* _PROVIDED RECORDS_
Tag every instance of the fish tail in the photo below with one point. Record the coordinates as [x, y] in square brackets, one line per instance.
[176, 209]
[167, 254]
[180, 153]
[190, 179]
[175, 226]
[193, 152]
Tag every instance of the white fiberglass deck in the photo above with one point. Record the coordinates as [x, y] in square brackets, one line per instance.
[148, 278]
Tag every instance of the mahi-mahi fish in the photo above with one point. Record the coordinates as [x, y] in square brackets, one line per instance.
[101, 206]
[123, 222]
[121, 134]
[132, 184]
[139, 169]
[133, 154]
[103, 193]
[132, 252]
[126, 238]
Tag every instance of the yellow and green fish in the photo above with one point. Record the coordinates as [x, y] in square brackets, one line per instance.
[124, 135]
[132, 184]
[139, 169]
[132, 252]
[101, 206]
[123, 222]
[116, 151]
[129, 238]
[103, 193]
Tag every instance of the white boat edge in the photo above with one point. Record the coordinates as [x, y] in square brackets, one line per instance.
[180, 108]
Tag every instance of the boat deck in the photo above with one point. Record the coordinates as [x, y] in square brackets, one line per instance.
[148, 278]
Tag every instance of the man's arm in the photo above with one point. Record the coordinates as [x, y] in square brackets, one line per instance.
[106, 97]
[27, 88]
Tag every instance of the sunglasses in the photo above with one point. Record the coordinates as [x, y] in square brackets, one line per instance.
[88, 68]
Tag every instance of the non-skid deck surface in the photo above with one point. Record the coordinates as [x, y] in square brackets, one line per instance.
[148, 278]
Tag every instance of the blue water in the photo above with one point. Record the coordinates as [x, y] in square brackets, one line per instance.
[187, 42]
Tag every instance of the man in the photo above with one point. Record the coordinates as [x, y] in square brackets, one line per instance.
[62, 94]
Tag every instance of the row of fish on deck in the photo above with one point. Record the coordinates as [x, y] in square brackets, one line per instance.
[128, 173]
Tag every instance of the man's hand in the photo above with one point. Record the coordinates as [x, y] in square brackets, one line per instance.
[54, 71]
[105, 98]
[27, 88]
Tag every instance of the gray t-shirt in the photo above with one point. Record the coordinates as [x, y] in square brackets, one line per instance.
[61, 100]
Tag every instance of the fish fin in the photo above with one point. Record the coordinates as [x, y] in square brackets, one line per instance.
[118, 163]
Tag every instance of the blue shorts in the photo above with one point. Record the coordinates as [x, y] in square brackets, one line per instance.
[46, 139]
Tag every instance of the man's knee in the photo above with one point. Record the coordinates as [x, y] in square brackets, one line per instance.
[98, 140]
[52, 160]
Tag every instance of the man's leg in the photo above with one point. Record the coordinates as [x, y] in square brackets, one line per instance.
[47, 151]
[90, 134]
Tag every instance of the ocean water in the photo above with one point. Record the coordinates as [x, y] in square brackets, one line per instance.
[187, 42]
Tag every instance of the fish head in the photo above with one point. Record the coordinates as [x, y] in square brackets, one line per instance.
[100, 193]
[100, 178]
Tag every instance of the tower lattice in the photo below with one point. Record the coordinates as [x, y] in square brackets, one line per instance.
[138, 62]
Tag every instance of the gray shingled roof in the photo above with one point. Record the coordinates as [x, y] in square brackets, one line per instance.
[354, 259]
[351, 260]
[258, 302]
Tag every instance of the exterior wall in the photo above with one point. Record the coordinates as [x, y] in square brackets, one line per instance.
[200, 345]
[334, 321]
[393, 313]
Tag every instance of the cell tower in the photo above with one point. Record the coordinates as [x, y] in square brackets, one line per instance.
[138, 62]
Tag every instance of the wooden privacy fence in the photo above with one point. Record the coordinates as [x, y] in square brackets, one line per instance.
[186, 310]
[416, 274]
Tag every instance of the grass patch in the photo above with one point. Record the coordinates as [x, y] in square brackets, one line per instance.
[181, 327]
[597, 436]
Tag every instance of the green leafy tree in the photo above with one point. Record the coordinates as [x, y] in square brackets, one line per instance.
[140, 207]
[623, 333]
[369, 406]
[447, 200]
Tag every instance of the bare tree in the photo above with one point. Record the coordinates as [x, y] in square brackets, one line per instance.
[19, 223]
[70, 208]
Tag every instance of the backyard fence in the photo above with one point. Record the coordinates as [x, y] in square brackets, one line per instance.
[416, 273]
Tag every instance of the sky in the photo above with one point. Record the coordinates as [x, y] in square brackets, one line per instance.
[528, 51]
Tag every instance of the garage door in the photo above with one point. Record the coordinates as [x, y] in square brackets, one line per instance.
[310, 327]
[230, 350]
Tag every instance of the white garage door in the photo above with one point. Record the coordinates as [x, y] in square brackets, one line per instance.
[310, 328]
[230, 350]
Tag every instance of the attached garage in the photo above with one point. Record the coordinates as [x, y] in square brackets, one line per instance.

* _TASK OBJECTIVE_
Repeat exactly, and only, the lines from the line with "Tag every instance of the backyard" through the end of the listing above, both ends included.

* _ANSWER TO THE TASK_
Tag every instance of the backyard fence in the photo above with one point. Record the coordinates as [x, y] in square brackets, one line per instance.
[416, 273]
Tag every instance of the sky in the photo above with one point. Record the coordinates as [x, y] in square brackets, one line per instance.
[528, 51]
Tag every instance of the garage door in the photo above with one point. Record the coordinates as [x, y] in square brackets, one line per instance.
[310, 327]
[230, 350]
Tag every instance of the white garage door in the photo above with one point. Record the coordinates as [x, y] in square brackets, one line per instance.
[310, 328]
[230, 350]
Tag every instance of the attached garage in the photo above with one point. Record the coordinates as [x, y] in square brackets, one line per instance.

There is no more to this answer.